Repeat each line of the listing exactly as written.

**** Data ****

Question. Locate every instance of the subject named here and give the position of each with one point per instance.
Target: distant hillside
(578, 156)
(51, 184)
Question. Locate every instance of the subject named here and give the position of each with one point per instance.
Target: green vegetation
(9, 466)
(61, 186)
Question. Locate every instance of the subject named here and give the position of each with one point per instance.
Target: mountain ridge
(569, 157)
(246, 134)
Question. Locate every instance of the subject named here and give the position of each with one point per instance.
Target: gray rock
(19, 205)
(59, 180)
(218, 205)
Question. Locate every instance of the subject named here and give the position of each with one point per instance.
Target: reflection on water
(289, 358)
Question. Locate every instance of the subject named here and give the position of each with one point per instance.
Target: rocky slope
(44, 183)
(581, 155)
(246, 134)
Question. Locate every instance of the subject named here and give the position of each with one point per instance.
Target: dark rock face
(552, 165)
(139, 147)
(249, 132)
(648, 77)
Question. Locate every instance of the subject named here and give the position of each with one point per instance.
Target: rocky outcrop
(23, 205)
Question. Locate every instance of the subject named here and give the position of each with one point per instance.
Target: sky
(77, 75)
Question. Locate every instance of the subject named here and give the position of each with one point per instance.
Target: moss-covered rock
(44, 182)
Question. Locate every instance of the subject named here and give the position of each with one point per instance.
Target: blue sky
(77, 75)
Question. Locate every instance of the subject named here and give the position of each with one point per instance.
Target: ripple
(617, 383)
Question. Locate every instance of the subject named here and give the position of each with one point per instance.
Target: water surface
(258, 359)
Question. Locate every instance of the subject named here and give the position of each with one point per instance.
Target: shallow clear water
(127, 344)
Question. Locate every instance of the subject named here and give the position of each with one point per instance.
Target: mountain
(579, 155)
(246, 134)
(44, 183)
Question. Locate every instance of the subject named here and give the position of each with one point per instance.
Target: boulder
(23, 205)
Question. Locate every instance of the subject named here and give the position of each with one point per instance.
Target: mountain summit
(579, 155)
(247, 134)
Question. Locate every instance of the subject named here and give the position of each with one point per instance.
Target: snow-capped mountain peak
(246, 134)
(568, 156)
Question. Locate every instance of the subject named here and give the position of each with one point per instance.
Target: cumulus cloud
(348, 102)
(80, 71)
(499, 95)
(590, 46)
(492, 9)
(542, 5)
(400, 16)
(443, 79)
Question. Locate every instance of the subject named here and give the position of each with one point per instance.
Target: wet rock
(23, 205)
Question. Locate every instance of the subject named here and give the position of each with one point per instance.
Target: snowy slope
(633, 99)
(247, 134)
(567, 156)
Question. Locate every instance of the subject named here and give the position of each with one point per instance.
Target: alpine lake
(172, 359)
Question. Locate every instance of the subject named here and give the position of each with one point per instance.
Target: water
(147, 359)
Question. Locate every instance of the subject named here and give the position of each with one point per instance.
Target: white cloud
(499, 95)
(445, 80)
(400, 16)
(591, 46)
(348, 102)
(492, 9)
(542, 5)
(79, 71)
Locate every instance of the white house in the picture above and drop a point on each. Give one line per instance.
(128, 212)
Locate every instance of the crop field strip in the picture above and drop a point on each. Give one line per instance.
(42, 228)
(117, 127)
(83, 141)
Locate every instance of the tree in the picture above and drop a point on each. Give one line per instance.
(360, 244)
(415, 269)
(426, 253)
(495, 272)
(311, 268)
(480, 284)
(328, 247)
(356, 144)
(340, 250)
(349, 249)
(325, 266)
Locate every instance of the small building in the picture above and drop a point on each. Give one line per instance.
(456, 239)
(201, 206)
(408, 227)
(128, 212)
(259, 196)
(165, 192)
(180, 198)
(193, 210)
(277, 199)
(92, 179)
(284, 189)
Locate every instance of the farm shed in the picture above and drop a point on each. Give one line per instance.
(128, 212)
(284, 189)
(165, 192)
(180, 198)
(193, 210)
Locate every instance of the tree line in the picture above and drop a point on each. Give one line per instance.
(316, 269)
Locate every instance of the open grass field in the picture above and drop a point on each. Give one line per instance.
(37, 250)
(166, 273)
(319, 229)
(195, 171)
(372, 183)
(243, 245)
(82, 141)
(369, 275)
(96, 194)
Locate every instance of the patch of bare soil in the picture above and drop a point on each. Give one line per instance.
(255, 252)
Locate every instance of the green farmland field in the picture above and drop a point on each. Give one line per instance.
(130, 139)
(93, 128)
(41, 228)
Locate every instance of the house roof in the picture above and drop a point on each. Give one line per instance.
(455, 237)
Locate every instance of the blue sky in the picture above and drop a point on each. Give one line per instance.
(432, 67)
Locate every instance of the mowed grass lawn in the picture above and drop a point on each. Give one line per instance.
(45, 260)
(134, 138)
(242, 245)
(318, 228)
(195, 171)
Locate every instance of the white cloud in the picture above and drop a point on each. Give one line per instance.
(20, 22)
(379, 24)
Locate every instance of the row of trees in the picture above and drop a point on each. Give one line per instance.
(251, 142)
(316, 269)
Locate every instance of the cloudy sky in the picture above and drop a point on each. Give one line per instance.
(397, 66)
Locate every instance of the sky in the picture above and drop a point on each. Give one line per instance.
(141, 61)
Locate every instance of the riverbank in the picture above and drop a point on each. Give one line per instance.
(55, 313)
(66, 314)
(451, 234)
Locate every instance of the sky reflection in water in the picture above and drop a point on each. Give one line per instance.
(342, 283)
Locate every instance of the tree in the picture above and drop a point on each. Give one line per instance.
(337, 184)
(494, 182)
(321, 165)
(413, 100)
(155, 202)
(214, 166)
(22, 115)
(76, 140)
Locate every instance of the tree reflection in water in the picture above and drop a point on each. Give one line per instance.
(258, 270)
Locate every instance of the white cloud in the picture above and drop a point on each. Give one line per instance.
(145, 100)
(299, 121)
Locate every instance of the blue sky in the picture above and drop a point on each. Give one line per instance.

****

> **Reply to the task**
Question. Locate every instance of the subject named here and give the position of each with one point per instance.
Target: distant hillside
(578, 156)
(51, 184)
Question. Locate every instance of the subject named here and give the position of each with one point per instance.
Target: green vegetation
(9, 466)
(61, 186)
Question. Locate every instance of the subject named here and give the position of each with one point per instance.
Target: mountain ridge
(569, 157)
(246, 134)
Question. Locate every instance of the subject named here and give the position of each with one point per instance.
Target: gray rock
(19, 205)
(59, 180)
(218, 205)
Question. Locate every instance of the subject named here and give the position of each with one point per instance.
Target: reflection on water
(289, 358)
Question. Locate every instance of the subject named here and give the position of each with one point per instance.
Target: rocky slope
(44, 183)
(581, 155)
(246, 134)
Question. Locate every instance of the subject named here and give the position of each with one point per instance.
Target: dark rock face
(552, 165)
(139, 147)
(249, 132)
(648, 77)
Question. Locate every instance of the subject named here and give the position of each with one point per instance.
Target: rocky outcrop
(23, 205)
Question. Locate every instance of the subject named here and give the position of each with one point per instance.
Target: sky
(77, 75)
Question. Locate every instance of the subject named here and give the position of each with one point per instance.
Target: moss-covered rock
(44, 182)
Question. Locate every instance of the subject named here and give the position of each with one point per instance.
Target: blue sky
(77, 75)
Question. Locate every instance of the subject named here and give the position of each with one point per instance.
Target: ripple
(617, 383)
Question. Locate every instance of the subject named here and give the position of each with one point per instance.
Target: water surface
(258, 359)
Question. Locate every instance of the subject named here and give the position of each with one point per instance.
Target: shallow clear water
(127, 344)
Question. Locate every instance of the subject named here and give the position of each with one point per instance.
Target: mountain
(579, 155)
(246, 134)
(44, 183)
Question. Locate every instance of the subject named here and give the position of each with one point per instance.
Target: boulder
(23, 205)
Question. Locate every instance of the subject named here and give the position of each with one point per instance.
Target: mountain summit
(579, 155)
(247, 134)
Question. Locate every instance of the subject named here and give the position of each with one point per instance.
Target: snow-capped mountain peak
(246, 134)
(568, 156)
Question. Locate every instance of the subject named here and give the position of each with one point per instance.
Target: cumulus cloud
(348, 102)
(80, 71)
(499, 95)
(590, 46)
(492, 9)
(542, 5)
(400, 16)
(443, 79)
Question. Locate every instance of the subject named here and give the position of each with one point per instance.
Target: wet rock
(23, 205)
Question. Locate every instance of the subject named here and give the position of each with one point per instance.
Target: snowy slope
(633, 99)
(247, 134)
(567, 156)
Question. Locate every instance of the subject named here and give the position of each with one point per instance.
Target: alpine lake
(172, 359)
Question. Locate every instance of the subject named here and give the position of each with one point per instance.
Target: water
(147, 359)
Question. Locate every instance of the subject named here and give the position of each with one point per instance.
Target: white cloud
(499, 95)
(445, 80)
(400, 16)
(591, 46)
(348, 102)
(492, 9)
(542, 5)
(79, 71)
Locate every instance of the white house in the picture above and drop a point on each. Give one line per instance.
(128, 212)
Locate every instance of the crop field strip in the picture above and drop a point on each. Give one line per instance.
(42, 228)
(117, 127)
(83, 141)
Locate every instance of the tree in the picture above and drop a point on each. Give one line per instance.
(360, 244)
(415, 269)
(426, 253)
(495, 272)
(311, 268)
(480, 284)
(328, 247)
(356, 144)
(340, 250)
(349, 249)
(325, 266)
Locate every instance of the small building in the picture above and drop a point on each. Give one line per instance.
(456, 239)
(201, 206)
(408, 227)
(128, 212)
(259, 196)
(165, 192)
(180, 198)
(193, 210)
(277, 199)
(92, 179)
(284, 189)
Locate every instance of the farm shed in the picture above and drop a point on each. Give one line per instance.
(128, 212)
(284, 189)
(165, 192)
(180, 198)
(193, 210)
Locate every instance of the tree line in the picture above and drop a point on each. Give one line per instance.
(316, 269)
Locate every instance of the open grass field in the picture above and drop a point on each. Give one line per instance.
(37, 250)
(166, 273)
(319, 229)
(195, 171)
(372, 183)
(243, 245)
(82, 141)
(369, 275)
(96, 194)
Locate every instance of the patch of bare soil in the picture above and drop a point on each. Give one line per instance.
(255, 252)
Locate every instance of the green farmland field in the picture above and drop a point on each. Give one line per instance.
(130, 139)
(93, 128)
(41, 228)
Locate every instance of the house roof in the picture above and drop a point on each. Give one line per instance.
(455, 237)
Locate every instance of the blue sky in the picture above and drop a point on each. Give one line per instance.
(432, 67)
Locate every instance of the mowed grass lawn in the picture above and drop a point on each. Give one line per instance.
(45, 260)
(134, 138)
(242, 245)
(318, 228)
(195, 171)
Locate every instance of the white cloud in the picture above and drop a point on each. Give one line per instance.
(20, 22)
(379, 24)
Locate every instance of the row of trees in the picture above and drop a point on each. Give one line per instance.
(251, 142)
(316, 269)
Locate every instance of the cloudy sky in the picture above and drop a point on each. Give one line per instance.
(397, 66)
Locate every instance of the sky in the picture above and drop a point on each. Give one line per instance.
(141, 61)
Locate every instance of the riverbank in the picture above and drop a point on each. Give one line per instance.
(55, 313)
(66, 314)
(451, 234)
Locate every instance of the sky reflection in water in the picture above and drop a point on each. Give one line per instance.
(342, 283)
Locate every instance of the tree in the picture above and drop a point on each. Give one line per instance.
(337, 184)
(494, 182)
(321, 165)
(413, 100)
(155, 202)
(214, 166)
(22, 115)
(76, 140)
Locate every instance of the tree reflection in water in the picture above and drop a point on each. Give one line per instance.
(258, 270)
Locate every instance of the white cloud in the picture above and drop a point on each. Give one line per instance.
(145, 100)
(299, 121)
Locate every instance of the blue sky in the picture above and drop a point on each. Give one line per instance.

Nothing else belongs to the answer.